- **FRAGMENT TEKSTU**
***

Wizyta u psychologa na NFZ. Pacjenci muszą czekać latami
Martyna* miała 23 lata, kiedy uświadomiła sobie, że choruje na bulimię. Jak się później okazało, wszystko zaczęło się w 14 roku życia. Objadanie się i wymioty. Przez lata, nie zdając sobie z tego sprawy, wyniszczała swój organizm. - Przez schemat, w który wpadłam i któremu się poddałam, miałam stany depresyjne. Pojawiały się też myśli samobójcze i objawy nerwicowe - opowiada w rozmowie z Wirtualną Polską. O samookaleczeniach, które też się zdarzały, Martyna woli nie mówić.
02.09.2016 | aktual.: 25.05.2018 15:11
Cały dzień nie wstawała z łóżka, a jeśli już jej się udało - działała jak robot. - Studia - dom, dom - studia - i tak w kółko. Ciągle płakałam. Miałam wrażenie, że jestem na granicy życia i śmierci - wspomina. Do wizyty u psychologa dojrzała sama. - To miał być przełom. Studiowałam, nie miałam wtedy pieniędzy, więc zadzwoniłam do przychodni NFZ. Zamiast przełomu był wyrok - mówi Martyna. 2 lata - tyle musiała czekać na pierwszą wizytę.

***

- **ZAPISANE DANE**
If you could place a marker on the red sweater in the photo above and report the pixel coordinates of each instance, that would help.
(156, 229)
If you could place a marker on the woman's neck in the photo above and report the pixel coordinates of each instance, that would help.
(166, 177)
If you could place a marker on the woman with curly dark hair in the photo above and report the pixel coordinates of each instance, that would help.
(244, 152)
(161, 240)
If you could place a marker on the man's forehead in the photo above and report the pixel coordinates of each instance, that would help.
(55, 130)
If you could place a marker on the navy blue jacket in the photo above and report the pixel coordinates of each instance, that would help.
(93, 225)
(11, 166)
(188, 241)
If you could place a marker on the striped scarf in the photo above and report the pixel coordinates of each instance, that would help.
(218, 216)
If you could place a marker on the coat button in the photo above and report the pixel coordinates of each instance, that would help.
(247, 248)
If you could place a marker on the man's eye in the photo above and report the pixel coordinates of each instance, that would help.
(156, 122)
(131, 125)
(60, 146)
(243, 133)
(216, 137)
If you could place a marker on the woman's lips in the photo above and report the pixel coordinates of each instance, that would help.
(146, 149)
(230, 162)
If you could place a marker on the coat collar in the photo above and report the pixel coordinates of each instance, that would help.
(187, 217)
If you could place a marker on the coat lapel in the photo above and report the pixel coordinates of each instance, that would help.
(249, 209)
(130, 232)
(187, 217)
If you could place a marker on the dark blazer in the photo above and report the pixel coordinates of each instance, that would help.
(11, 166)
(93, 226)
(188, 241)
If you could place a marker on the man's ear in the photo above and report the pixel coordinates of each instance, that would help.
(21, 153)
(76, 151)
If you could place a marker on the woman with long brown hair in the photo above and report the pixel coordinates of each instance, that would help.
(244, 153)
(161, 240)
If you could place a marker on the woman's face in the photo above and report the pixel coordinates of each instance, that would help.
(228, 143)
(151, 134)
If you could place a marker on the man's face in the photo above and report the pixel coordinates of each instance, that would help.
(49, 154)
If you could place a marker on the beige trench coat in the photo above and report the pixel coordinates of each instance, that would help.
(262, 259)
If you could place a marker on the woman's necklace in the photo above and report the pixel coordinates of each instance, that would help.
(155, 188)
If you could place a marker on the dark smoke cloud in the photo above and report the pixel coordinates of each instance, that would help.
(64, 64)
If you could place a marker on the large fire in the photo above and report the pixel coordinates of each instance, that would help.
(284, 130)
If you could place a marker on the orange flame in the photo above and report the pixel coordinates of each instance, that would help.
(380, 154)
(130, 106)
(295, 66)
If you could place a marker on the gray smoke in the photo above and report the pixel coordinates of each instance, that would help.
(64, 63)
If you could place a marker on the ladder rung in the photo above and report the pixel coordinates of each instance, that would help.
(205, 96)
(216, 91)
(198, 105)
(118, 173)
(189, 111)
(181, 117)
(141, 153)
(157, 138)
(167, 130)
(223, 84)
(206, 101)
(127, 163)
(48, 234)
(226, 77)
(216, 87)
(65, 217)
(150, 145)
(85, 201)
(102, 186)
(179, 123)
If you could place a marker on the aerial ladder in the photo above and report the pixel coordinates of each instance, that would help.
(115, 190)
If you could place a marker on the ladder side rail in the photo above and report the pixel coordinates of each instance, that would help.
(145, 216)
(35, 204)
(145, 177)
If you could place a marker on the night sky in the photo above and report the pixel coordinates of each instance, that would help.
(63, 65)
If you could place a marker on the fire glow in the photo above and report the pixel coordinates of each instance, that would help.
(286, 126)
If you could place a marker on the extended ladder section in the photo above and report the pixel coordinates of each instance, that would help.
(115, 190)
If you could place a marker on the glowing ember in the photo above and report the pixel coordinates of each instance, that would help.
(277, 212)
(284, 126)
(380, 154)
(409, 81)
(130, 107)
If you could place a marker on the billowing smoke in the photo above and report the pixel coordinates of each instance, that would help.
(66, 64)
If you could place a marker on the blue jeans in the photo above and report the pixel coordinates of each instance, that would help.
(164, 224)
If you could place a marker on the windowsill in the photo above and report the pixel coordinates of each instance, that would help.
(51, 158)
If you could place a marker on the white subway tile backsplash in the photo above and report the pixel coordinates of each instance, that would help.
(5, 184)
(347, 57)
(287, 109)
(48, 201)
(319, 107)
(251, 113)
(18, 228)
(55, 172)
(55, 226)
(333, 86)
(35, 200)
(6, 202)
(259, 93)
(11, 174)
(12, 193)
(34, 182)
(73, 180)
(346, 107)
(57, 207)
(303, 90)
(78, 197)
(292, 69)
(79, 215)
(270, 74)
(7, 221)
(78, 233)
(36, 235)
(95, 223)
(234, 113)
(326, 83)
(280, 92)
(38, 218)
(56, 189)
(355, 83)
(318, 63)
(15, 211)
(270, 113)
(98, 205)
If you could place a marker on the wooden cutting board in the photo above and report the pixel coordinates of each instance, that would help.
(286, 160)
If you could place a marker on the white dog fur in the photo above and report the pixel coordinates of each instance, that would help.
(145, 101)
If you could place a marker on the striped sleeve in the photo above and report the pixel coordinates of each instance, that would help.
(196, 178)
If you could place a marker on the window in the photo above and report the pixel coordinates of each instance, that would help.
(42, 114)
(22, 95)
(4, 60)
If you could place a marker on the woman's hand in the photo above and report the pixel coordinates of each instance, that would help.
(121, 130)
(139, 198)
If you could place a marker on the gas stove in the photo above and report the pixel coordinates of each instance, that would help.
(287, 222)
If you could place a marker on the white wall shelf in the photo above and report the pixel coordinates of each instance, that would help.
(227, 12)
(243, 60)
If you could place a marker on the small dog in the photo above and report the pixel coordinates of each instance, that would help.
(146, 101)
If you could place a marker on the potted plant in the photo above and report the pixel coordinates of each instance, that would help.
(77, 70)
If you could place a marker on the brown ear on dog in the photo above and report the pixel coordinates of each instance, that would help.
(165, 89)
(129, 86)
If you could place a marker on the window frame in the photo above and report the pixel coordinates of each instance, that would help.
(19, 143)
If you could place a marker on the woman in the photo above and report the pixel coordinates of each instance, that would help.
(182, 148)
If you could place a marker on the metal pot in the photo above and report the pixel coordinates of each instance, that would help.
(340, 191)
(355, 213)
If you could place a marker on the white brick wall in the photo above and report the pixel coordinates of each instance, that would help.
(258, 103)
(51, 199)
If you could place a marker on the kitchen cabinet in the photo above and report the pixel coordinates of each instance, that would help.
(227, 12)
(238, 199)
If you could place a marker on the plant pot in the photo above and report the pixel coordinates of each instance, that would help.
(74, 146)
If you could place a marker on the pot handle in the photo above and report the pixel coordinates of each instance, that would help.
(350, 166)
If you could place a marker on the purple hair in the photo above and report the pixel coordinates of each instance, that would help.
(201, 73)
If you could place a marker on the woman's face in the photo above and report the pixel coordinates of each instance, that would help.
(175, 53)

***

- **POLECENIE**
Napisz dalszy ciąg artykułu o czekaniu na wizytę u psychologa na NFZ, zaczynając od zdania następującego po ostatnim zamieszczonym.

- **ODPOWIEDŹ**
Tak jest w małych miastach. W większych miejscowościach możliwości są szersze. W warszawskich, krakowskich czy gdańskich przychodniach czas oczekiwania skraca się do 3-4 miesięcy. Z danych pochodzących od placówek medycznych przekazywanych do NFZ wynika, że aktualnie świadczeń w ramach umów udziela 7187 psychologów. - Należy jednak zastrzec, że liczba osób posiadających wykształcenie psychologiczne udzielających świadczeń jest wyższa, ponieważ psychologowie są również wykazywani wśród osób, sprawozdawanych do NFZ jako: psychoterapeuci, specjaliści psychoterapii uzależnień oraz specjaliści terapii uzależnień, zależnie od zdobytych po ukończeniu studiów psychologicznych dodatkowych kwalifikacji zawodowych - mówi Wirtualnej Polsce Beata Pieniążek-Osińska z biura prasowego NFZ.
Jednak pacjenci, tacy jak Martyna, potrzebują pomocy natychmiast. - Często w przypadku zaburzeń nerwicowych czy depresyjnych pacjenci potrzebują szybkich efektów, ponieważ doświadczane przez nich objawy paraliżują ich codzienne funkcjonowanie. W takiej sytuacji trafiają do lekarza psychiatry i, jeśli leki są odpowiednio dobrane, to nawet przez kilka lat może leczyć się wyłącznie farmakologicznie. Jeśli pacjent nie może w tej kwestii uzyskać pomocy w ramach NFZ, to decyduje się na wizytę prywatną - mówi w rozmowie z Wirtualną Polską psycholog i psychoterapeuta Barbara Michno-Wiecheć, prowadząca Gabinet Psychologiczny Drugi Brzeg w Krakowie.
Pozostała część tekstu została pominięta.